● Task to complete
Retype each line exactly. Skip images.

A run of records
---------------

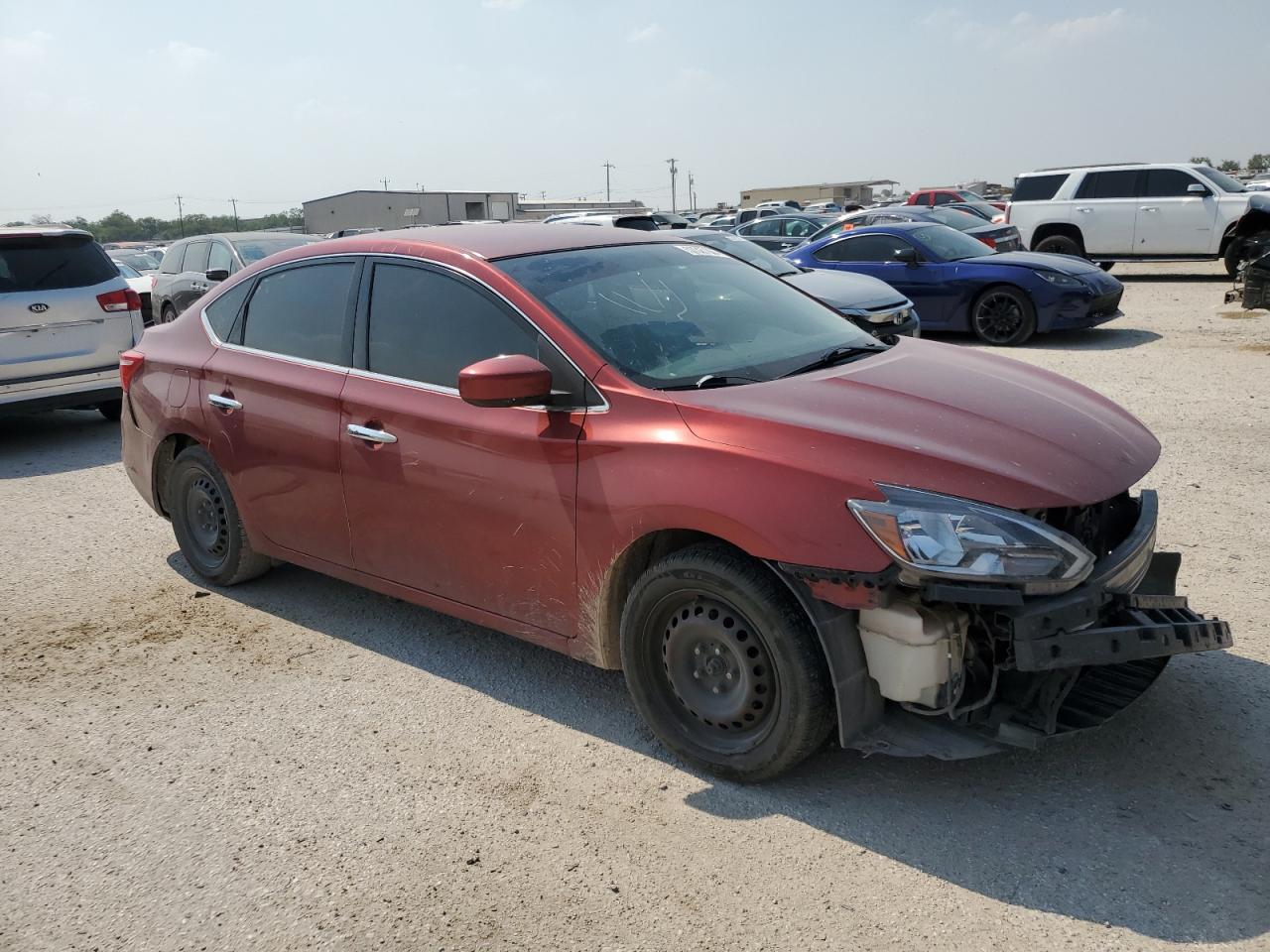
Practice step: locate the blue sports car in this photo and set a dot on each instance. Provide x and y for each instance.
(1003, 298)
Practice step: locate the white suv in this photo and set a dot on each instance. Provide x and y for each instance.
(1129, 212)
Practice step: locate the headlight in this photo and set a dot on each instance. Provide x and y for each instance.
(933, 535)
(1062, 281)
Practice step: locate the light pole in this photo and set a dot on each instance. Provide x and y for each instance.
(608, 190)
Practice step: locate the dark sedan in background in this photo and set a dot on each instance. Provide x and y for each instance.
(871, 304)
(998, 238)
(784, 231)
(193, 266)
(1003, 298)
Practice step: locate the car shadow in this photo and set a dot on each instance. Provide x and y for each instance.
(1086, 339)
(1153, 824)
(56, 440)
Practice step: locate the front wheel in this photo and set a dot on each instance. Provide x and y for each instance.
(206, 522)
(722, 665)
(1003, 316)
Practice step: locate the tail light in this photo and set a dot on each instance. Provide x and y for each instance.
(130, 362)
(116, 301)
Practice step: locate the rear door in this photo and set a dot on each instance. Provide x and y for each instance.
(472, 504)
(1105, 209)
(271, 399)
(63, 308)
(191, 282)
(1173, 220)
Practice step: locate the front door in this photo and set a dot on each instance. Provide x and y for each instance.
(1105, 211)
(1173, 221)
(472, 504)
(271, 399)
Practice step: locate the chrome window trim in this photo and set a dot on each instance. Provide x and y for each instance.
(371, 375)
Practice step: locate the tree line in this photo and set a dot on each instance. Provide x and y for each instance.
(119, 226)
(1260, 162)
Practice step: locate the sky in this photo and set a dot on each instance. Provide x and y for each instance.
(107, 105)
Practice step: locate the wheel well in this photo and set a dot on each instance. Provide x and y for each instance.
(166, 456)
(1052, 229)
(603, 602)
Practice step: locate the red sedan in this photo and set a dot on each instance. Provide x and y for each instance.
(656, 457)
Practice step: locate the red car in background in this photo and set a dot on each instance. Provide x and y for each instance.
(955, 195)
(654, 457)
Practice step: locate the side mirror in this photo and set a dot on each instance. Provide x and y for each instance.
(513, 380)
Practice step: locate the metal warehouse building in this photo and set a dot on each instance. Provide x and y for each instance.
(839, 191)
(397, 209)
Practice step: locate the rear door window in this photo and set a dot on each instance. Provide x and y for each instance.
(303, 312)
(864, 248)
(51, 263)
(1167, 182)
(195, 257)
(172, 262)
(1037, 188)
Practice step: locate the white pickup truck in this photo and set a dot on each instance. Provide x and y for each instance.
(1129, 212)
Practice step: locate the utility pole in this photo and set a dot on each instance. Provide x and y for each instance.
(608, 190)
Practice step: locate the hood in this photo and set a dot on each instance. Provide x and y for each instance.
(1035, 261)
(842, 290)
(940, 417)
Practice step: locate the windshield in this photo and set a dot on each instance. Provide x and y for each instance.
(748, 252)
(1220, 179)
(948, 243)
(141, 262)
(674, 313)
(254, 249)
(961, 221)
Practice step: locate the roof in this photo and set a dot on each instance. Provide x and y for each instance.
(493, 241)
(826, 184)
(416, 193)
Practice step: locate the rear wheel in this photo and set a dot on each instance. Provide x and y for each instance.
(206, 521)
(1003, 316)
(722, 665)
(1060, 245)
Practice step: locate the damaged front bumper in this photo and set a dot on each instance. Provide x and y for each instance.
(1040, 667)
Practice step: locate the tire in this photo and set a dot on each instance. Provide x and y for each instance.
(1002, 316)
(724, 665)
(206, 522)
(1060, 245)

---------------

● Task output
Practice step: locate the blue sports car in this photo and set a dot on each instance. Provide x and y for each instance.
(1003, 298)
Practice step: locate the white suv in this photo and set a dot on each instance. Provide x and y for each instance.
(1129, 212)
Practice step: locate the headlight in this photo and set a dot on each instance. Provide x and y for each instance.
(933, 535)
(1062, 281)
Practice step: locate the light pole in this photo and set a dot on each instance. Provide x and y for each instance.
(608, 190)
Practice step: locate the dark sedan in background in this photo and set a dot on each instance. Provide x and y for each instance.
(871, 304)
(998, 238)
(784, 231)
(193, 266)
(1003, 298)
Practice step: locate the car shadow in this photo and set a dot on each instance. Provide x and y for each instance.
(1086, 339)
(1153, 824)
(56, 440)
Practice step: locate the front wheel in this photo and set a dot on each instance. Provide x and y for each instance.
(206, 522)
(722, 665)
(1003, 316)
Practice step: locate the tail light in this photo and set a dot on each instance. Provide x and y for each instance.
(130, 362)
(116, 301)
Practice step: locate the rear door in this photo and set a dot on each instance. Provide x and y for each instance.
(472, 504)
(1105, 209)
(271, 399)
(63, 308)
(191, 282)
(1173, 220)
Practice step: locate the front door in this photo and set a dot on each instance. Provide x and y for each instance.
(1105, 211)
(1173, 221)
(472, 504)
(271, 399)
Practice step: locate the chrome window trim in this photo and set a dot on each instance. Provide x and y for each instance.
(371, 375)
Practice step: locate the tree line in this photo and set a dot on each instance. Provide x and y for each instance.
(119, 226)
(1260, 162)
Practice step: locate the sky in this photo and set a dot on each instance. Provide x and y for each instance.
(107, 105)
Practice step: locate the wheel well in this photo and set a dot on each instance. Provide x and y for each instance.
(166, 456)
(1052, 229)
(603, 602)
Practice step: locate the red sedan in this photo and set a dot on each instance. Provide x and y for each instance.
(656, 457)
Practice step: locate the red car in background in this photo and set a dot on each instance. Provide x and y for each instance.
(955, 195)
(654, 457)
Practice step: locate the side mirror in this photo and set a dot on each instance. Provide x and y for each instance.
(513, 380)
Practice step: locate the metal warehouse building in this photo and set a dot on each instance. Provide x and y for each instance.
(839, 191)
(397, 209)
Practice step: locate the rear door window in this photo and set a dot on each instance. Provide x and y for each instance.
(303, 312)
(864, 248)
(51, 263)
(1167, 182)
(195, 257)
(172, 262)
(1037, 188)
Practice step: locate the white pickup truck in this photo and set a dot on each instance. Provide x and y for each instance.
(1129, 212)
Practice step: locate the utility pole in this photo and set a dot on each instance. Provide x and y for each instance.
(608, 190)
Practice step: locate the hood in this photo and set a dot on each instance. Provide x and y for each instance.
(1035, 261)
(842, 290)
(940, 417)
Practice step: locate the windshield in this photo and set a dot on each instance. Provide x and y for each instance.
(748, 252)
(1220, 179)
(948, 243)
(141, 262)
(674, 313)
(254, 249)
(961, 221)
Practice step: locate the roof in this photo and set a dot on each instance. Provide x and y for each instance.
(493, 241)
(826, 184)
(416, 193)
Practice step: locate the rear wheel in this photo and set a dot on each instance. Provide x and y for each instance.
(206, 521)
(1003, 316)
(722, 665)
(1060, 245)
Practice step: locate the damaged front bumper in this photo and set a dot on each instance. Provide x and y for each instance.
(1040, 667)
Practice step: locate the tire in this photo and set a dot on each instance. Provide x and y for each instance.
(1002, 316)
(724, 665)
(206, 522)
(1060, 245)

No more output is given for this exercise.